→ **Objective**
Reproduce each of the following lines verbatim, keeping every word, character, and line break as it appears.
━━ Records provided ━━
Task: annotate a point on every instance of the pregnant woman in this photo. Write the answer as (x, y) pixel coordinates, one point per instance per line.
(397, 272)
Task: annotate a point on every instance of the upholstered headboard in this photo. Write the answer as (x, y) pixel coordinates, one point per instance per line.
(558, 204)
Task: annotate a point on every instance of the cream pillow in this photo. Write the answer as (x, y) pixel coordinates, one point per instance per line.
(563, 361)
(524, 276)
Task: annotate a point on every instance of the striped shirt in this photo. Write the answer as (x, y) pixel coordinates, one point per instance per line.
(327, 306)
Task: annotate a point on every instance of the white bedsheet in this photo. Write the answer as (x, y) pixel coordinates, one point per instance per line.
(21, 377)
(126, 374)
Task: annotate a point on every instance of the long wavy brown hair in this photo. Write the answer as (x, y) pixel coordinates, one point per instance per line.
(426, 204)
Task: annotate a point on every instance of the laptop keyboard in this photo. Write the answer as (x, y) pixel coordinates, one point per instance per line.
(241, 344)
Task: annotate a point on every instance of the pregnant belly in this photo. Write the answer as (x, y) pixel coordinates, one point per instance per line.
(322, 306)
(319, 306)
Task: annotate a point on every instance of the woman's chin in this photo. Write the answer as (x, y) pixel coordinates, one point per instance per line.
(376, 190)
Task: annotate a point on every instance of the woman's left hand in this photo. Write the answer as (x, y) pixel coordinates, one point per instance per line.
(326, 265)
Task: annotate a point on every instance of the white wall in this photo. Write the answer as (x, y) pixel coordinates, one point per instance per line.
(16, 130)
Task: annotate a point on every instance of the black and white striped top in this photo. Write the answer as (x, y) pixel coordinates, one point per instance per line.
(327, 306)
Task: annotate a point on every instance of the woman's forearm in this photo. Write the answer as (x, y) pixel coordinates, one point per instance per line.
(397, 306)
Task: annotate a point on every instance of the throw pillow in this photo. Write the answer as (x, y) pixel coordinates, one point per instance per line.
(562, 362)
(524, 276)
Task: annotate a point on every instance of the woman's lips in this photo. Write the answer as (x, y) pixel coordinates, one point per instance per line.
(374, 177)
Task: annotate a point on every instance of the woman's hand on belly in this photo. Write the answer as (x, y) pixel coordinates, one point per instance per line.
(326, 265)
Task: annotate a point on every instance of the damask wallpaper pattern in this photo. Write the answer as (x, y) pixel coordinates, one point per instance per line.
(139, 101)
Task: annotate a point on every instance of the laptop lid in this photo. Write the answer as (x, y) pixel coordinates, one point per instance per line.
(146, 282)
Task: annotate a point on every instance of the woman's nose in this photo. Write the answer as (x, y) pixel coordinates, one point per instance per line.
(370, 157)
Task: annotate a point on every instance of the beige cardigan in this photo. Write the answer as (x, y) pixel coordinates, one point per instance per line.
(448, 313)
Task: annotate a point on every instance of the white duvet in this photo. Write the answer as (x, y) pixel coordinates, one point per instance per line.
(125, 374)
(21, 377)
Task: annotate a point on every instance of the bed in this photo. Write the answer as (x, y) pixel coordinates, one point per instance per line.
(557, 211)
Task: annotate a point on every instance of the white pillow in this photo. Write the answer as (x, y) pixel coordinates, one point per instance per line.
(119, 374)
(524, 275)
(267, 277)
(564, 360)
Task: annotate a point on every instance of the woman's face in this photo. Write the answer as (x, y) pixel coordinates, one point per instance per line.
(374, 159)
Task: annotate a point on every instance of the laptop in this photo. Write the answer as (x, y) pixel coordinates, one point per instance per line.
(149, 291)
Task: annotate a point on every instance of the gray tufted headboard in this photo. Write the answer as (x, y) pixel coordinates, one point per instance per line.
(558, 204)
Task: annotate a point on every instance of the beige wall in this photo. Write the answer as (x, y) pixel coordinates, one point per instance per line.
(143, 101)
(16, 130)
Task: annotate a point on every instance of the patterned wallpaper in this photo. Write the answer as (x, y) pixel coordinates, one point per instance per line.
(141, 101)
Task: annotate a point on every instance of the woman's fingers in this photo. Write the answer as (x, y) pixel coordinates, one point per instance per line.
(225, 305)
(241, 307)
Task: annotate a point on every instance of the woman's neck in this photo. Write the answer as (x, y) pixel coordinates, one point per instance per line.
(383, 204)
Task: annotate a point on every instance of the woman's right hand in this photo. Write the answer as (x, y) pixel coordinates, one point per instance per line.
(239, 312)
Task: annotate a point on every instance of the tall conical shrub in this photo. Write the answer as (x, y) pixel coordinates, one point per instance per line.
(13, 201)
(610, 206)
━━━
→ **Solution for this task**
Task: annotate a point on every instance of the pregnant woman in this photo. Write the answer as (x, y) pixel coordinates, one point per instance per line.
(397, 272)
Task: annotate a point on every instance of the upholstered headboard in this photo. Write the answer as (x, y) pixel coordinates, one point per instance per line.
(558, 204)
Task: annotate a point on every instance of the cream pillow in this photo. Write the answer as (x, y) pixel coordinates, one point per instance per line.
(563, 361)
(524, 276)
Task: annotate a point on every instance of the striped shirt in this photo. Write the answer as (x, y) pixel coordinates, one point per instance per line.
(327, 306)
Task: annotate a point on every instance of the white bedsheet in this photo. Write the answer as (x, y) pixel coordinates, one point per instance per line.
(21, 377)
(126, 374)
Task: annotate a point on every instance of the long wavy brown hair in this photo. Write the answer as (x, y) pixel coordinates, one point per instance per line.
(426, 204)
Task: annotate a point on every instance of the laptop keyboard in this photo. Write the answer as (x, y) pixel coordinates, one point per instance per line.
(241, 344)
Task: annotate a point on every instance of the pregnant belly in this photo. Write the answer as (x, y) pixel coordinates, one point per instance per line.
(322, 306)
(319, 306)
Task: annotate a point on every instance of the woman's chin in this photo. Write the answer as (x, y) pixel coordinates, one point per instance per line.
(376, 190)
Task: annotate a point on every instance of the woman's left hand in this photo. Write the answer as (x, y) pixel coordinates, one point per instance per line.
(326, 265)
Task: annotate a point on every instance of the white wall in this photo. Write the answer as (x, y) pixel coordinates, one point per instance per line.
(16, 130)
Task: annotate a point on every instance of the black and white striped top in this photo. Write the answer as (x, y) pixel coordinates, one point per instance per line.
(327, 306)
Task: annotate a point on every instance of the woman's forearm in this photo. Write the answer as (x, y) pixel coordinates, one point per instance per line.
(397, 306)
Task: annotate a point on every instance of the throw pillow in this photo. Write the answer as (x, y) pixel coordinates, one point per instance per line.
(562, 362)
(524, 276)
Task: annotate a point on every instance of the woman's lips in this photo. Write the answer as (x, y) pixel coordinates, one point per instance per line.
(374, 177)
Task: annotate a point on every instance of the woman's hand on belly in this photo. Write the answer as (x, y) pixel coordinates, one point per instance per line.
(326, 265)
Task: annotate a point on every instance of the damask wallpaper pattern in this photo. Write the answer as (x, y) pixel coordinates, one point per instance per line.
(139, 101)
Task: annotate a point on every instance of the laptop lid in this photo. Write the answer as (x, y) pixel coordinates, one point per instance per line.
(146, 282)
Task: annotate a point on every instance of the woman's nose in this photo. Write the answer as (x, y) pixel coordinates, one point per instance per line.
(370, 157)
Task: annotate a point on every instance of the beige cardigan in this photo. Write the answer as (x, y) pixel coordinates, one point per instance per line.
(448, 313)
Task: annotate a point on every instance of the white duvet in this photo. Write the answer as (x, y) pixel coordinates, one point per instance per line.
(125, 374)
(21, 377)
Task: annotate a point on every instance of the bed in this photo. Write the answer as (x, y) pixel coordinates, one point per instance per line.
(557, 211)
Task: annotate a point on every instance of the white pillow in this photo. Write the answer as (x, y) pixel coordinates, one point per instance per line.
(119, 374)
(524, 275)
(267, 277)
(564, 360)
Task: annotate a point on every instance of the woman's face in this photo. Write the answer as (x, y) pixel coordinates, one point per instance per line.
(374, 159)
Task: annotate a point on every instance of the laptop in this photo. Write the answer as (x, y) pixel coordinates, one point per instance per line.
(149, 291)
Task: annotate a point on every instance of the gray tufted headboard in this photo. Write the answer as (x, y) pixel coordinates, one point per instance per line.
(558, 204)
Task: annotate a point on every instance of the beige wall in this photo. Write the answer as (x, y) pixel coordinates, one point per instance per line.
(143, 101)
(16, 130)
Task: annotate a point on every instance of the patterned wallpaper in this photo. Write the answer as (x, y) pixel coordinates, one point per instance per line.
(141, 101)
Task: annotate a point on every instance of the woman's fingers in this photo. Write the answer as (x, y) pixel coordinates, one point per instance per line.
(225, 305)
(241, 307)
Task: annotate a point on every instance of the woman's neck in this photo. Write the answer as (x, y) pixel coordinates, one point per instance per line.
(383, 204)
Task: annotate a point on every instance of the woman's right hand in this photo. Write the answer as (x, y) pixel coordinates, one point per instance per line.
(239, 312)
Task: annotate a point on every instance of the tall conical shrub in this photo. Write the answer as (x, y) pixel coordinates, one point per instance per line.
(13, 201)
(610, 206)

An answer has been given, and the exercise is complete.